Source excerpt
▶
1.  Make it clear that playing with friends is dependent upon being nice within the family.  We don’t take the ugly out of the house. Smile 

2.  Some afternoons are “family only” or family outing kind of afternoons.  And after our outing or playing at home, gee, it is time for dinner and getting ready for bed.  We can play with friends tomorrow.  Six to eight year olds are still very little, and the world will not stop turning if they do not play with peers all the time. 

3.  Communicate with the neighborhood children’s parents and work out a sign or signal that your children are available to play whether it is the garage door being up, children being outside, front door open with just screen door shut, etc.  Sadly, sometimes the reason the children are at the door the moment the school bus rumbles away is because there is no one home at their house.  Sometimes this has to be confronted between the adults of the families as well.

4.  Plan things for the children to do before you they move into  free play – I have had success in the past with juicing lots of oranges by hand, taking turns rolling and cutting out gingerbread men, setting up obstacle courses, etc.  In this way we can all work on using kind words, taking turns, using good manners, including all children, before we go off to play on our own.

5.  Look carefully at the children your child is playing with and your child’s behavior afterwards.  There may need to be limits on how often your child plays with particular children, or where they play.  Some friends just play better together outside.  I find this to be especially true with eight year olds who will often take on the “persona” of the oldest child in a grouping and emulate that behavior, so again, limits are key.

6.  Know the families of the children your child is playing with.  Do try to ensure that if your child goes to a neighbor’s house that you know that family well, and that the playdate will not just turn into a screen fest when the children should be out and expending physical energy in the afternoon. 

7.  Do take the time to arrange play time with children of families that have similar values to yours.  Build that community, and pick the activities outside of your home that involve these children.  It may be easier to hang around with the children in the neighborhood (no driving to a park or whatnot), but as children grow they are able to tolerate going out a little bit more, and if your child never spends any time with the children you want to be that child’s community, the children that live closest will always be ranked as better friends in the eyes of the child.
◀
Description of the task
Write out the part of the tips on children's play with neighborhood friends from "6.  Know the" to "of the child.", word for word.

Excerpted data
▶
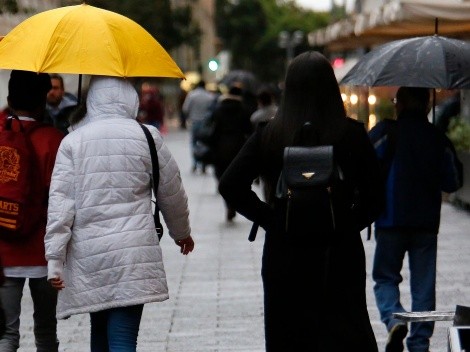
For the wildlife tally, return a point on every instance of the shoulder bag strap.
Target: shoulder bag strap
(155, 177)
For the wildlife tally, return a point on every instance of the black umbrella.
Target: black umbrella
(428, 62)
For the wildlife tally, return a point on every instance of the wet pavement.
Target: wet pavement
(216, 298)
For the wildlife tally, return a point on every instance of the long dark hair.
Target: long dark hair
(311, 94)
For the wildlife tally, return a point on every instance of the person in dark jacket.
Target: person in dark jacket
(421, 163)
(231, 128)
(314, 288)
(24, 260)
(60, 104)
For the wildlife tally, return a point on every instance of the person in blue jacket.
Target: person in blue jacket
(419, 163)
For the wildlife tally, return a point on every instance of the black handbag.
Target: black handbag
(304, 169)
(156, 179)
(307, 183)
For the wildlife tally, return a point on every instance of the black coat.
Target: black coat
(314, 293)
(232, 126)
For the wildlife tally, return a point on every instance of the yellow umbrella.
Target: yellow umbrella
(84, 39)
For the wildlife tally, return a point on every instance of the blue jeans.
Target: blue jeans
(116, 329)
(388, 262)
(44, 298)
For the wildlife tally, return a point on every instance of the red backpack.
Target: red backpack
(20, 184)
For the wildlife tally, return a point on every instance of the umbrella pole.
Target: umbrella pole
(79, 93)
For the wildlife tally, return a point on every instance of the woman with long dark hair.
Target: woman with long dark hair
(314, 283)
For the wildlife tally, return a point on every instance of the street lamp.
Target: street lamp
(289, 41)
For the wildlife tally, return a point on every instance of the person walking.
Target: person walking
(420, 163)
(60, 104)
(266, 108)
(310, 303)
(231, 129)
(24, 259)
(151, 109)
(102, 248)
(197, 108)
◀
▶
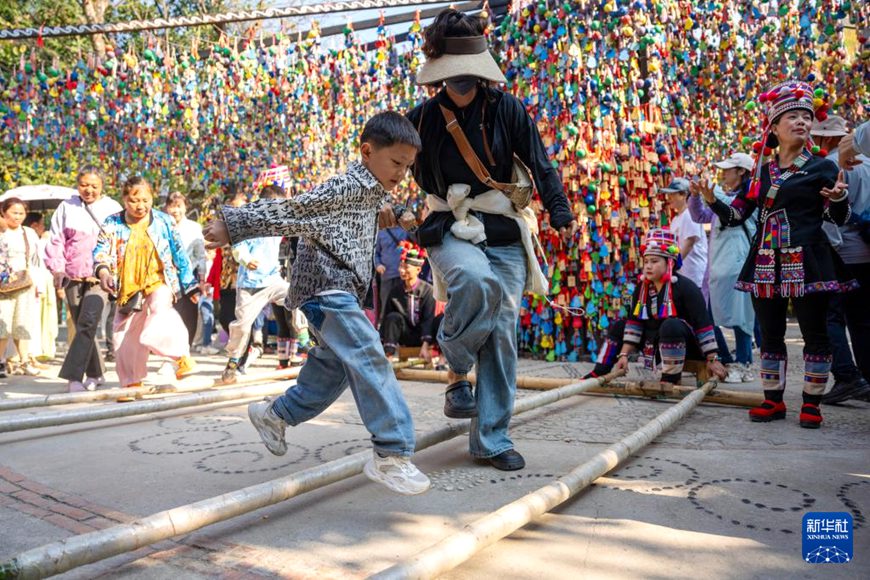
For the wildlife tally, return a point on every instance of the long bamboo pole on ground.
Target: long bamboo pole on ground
◀
▶
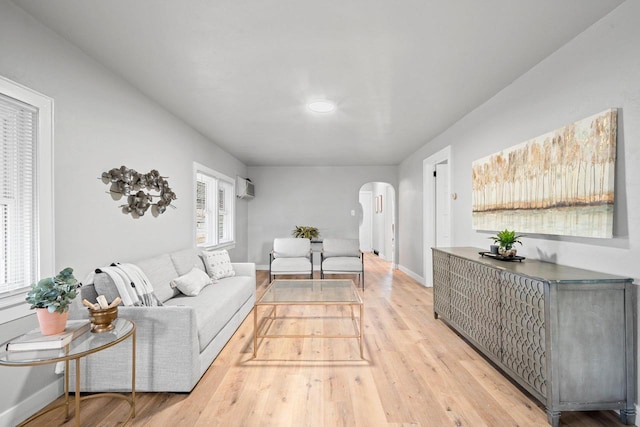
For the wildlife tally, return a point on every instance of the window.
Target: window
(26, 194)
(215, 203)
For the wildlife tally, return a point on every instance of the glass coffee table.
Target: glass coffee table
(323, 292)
◀
Solved problem
6.  Know the families of the children your child is playing with.  Do try to ensure that if your child goes to a neighbor’s house that you know that family well, and that the playdate will not just turn into a screen fest when the children should be out and expending physical energy in the afternoon. 

7.  Do take the time to arrange play time with children of families that have similar values to yours.  Build that community, and pick the activities outside of your home that involve these children.  It may be easier to hang around with the children in the neighborhood (no driving to a park or whatnot), but as children grow they are able to tolerate going out a little bit more, and if your child never spends any time with the children you want to be that child’s community, the children that live closest will always be ranked as better friends in the eyes of the child.